=== Trecho ===
━━━━━━

Minha filha Liz, de 12 anos, estuda em uma escola particular onde 90% dos alunos pertencem exatamente a essa classe média despolitizada e obediente ao coro anti-petista da mídia. Qualquer menção à Dilma, Lula ou PT provoca vaias, xingamentos e atitudes agressivas por parte de crianças que não fazem ideia alguma sobre o que estão hostilizando - apenas reproduzem e amplificam, de forma simplória, a atitude beligerante de seus pais e/ou responsáveis. É óbvio que, da mesma forma, as crianças que não agem assim, como a Liz, não são, necessariamente, "petistas" (ou filhas de "petistas" - como se isso fosse crime!). Mas, como nos tempos da ditadura, o simples fato de não tomarem parte nas manifestações de ódio, ou de não apoiá-las e incentivá-las, as colocam sob "suspeita". Nesta sociedade extremista e intolerante, se você não odeia o que eu odeio, então deve ser odiado também.
Liz é esperta e, como "ponto fora da curva" em sua turma, sabe manter a cautela. Prova disso ocorreu semana passada, quando ela me trouxe, toda orgulhosa, uma redação sobre a Copa do Mundo de 2014 que mereceu a maior nota da classe. O texto, elogiado pela professora, começava com o seguinte parágrafo:
A preparação da Copa foi ótima. Disseram que o dinheiro da Copa devia vir para escolas e hospitais. Eu concordo com isso, pois em vez de investir na população, investiram no futebol que é importante também, mas nem tanto quanto a população.

━━━━━━

=== Entradas extraídas ===
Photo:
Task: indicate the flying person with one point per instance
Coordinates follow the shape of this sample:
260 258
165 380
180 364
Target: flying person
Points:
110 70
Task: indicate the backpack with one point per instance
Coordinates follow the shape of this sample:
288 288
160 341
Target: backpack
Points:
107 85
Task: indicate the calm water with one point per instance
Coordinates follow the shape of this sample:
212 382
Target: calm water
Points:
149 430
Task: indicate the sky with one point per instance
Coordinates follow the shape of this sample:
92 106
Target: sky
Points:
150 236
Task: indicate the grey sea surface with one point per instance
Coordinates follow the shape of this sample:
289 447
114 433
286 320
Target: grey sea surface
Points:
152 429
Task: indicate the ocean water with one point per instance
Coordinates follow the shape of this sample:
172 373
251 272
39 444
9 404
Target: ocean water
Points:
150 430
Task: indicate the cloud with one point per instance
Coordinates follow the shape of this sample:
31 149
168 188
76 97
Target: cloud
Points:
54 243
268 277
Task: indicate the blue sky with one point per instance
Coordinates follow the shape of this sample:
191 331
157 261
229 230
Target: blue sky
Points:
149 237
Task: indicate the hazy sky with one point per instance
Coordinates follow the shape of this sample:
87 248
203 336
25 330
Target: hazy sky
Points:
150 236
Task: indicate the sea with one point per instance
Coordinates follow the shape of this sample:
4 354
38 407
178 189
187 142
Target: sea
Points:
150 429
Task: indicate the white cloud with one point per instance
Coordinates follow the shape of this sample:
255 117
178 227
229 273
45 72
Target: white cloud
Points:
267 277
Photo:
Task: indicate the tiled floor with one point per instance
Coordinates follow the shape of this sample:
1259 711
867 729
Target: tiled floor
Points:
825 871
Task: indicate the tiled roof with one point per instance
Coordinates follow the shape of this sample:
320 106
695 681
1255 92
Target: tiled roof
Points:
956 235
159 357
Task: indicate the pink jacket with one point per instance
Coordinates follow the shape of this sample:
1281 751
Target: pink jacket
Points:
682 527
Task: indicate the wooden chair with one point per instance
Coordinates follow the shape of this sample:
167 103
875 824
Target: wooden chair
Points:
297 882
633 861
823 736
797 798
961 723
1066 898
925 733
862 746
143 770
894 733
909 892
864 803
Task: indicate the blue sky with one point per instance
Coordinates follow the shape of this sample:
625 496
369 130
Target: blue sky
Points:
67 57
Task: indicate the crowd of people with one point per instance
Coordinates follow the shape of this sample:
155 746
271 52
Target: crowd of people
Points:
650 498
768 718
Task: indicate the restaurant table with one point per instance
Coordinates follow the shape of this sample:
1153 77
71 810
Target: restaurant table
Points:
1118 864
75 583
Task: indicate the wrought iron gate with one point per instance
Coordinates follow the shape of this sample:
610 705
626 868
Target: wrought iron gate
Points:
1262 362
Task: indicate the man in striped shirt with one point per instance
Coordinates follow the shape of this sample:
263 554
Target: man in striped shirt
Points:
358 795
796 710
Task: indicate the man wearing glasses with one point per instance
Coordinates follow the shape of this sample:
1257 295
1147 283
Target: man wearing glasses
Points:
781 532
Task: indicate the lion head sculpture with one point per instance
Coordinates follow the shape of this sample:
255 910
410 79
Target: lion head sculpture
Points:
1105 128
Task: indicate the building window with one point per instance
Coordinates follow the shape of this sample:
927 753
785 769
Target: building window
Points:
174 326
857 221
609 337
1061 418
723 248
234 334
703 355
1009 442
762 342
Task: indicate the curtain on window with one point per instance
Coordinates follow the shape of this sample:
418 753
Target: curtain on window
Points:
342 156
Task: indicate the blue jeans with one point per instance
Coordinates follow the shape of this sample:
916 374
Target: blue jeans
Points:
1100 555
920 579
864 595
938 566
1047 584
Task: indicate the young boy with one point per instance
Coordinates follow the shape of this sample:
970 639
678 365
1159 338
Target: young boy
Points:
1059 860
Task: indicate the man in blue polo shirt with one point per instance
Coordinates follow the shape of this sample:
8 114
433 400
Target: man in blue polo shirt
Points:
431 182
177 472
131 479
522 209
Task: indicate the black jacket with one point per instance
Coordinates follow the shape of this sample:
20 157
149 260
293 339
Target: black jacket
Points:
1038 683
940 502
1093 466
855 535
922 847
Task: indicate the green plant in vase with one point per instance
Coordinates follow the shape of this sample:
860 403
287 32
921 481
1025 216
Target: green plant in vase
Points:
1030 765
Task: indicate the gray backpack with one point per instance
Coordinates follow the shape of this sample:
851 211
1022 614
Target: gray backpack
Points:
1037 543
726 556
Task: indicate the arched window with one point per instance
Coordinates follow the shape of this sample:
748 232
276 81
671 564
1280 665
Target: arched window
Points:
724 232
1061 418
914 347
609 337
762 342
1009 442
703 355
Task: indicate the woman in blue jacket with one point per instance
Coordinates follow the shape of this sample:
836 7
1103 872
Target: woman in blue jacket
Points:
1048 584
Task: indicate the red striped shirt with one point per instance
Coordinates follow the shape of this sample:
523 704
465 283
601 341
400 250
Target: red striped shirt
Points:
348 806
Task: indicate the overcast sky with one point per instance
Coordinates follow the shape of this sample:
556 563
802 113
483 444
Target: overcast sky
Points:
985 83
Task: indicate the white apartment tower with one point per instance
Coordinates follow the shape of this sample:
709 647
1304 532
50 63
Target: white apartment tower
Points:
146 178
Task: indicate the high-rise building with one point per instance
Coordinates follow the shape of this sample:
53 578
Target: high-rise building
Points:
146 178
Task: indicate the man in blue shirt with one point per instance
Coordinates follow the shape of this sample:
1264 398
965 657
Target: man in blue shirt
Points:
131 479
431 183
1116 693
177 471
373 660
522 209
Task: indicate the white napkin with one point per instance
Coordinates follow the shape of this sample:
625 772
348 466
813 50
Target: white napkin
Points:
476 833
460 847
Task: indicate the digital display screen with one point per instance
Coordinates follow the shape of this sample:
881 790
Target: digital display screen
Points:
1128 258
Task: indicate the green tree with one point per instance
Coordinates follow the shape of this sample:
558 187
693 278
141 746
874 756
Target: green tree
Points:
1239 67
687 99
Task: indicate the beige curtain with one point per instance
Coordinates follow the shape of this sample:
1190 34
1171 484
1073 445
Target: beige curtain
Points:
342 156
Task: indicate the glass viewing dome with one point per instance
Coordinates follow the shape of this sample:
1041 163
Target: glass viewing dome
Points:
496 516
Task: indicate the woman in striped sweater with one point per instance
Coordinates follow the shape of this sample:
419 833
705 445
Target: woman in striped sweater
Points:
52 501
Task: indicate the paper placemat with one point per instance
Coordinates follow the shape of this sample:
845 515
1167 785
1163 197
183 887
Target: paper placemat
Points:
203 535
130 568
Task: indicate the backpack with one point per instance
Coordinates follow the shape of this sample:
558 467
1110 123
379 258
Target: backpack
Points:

━━━━━━

=== Atividade ===
Com base no trecho, responda:
(a) Que idade tem Liz?
(b) Qual foi o tema da redação que Liz trouxe para casa?
(c) Segundo a redação, para onde disseram que o dinheiro da Copa devia ir?
Responda apenas com base no trecho.

=== Resolução ===
(a) Liz tem 12 anos.
(b) O tema foi a Copa do Mundo de 2014.
(c) Disseram que o dinheiro devia ir para escolas e hospitais.